- [Directions for this task] Reproduce all of the following data, requests included, offsetting every coordinate in the answers by adding 59 to it.

[Stored items]
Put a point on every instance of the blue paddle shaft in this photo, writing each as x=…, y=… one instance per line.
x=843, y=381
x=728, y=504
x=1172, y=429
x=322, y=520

- [Exercise response]
Put a point on every instance of the blue paddle shaft in this photo, writing each as x=…, y=… one instance per line.
x=902, y=440
x=787, y=563
x=1231, y=488
x=381, y=579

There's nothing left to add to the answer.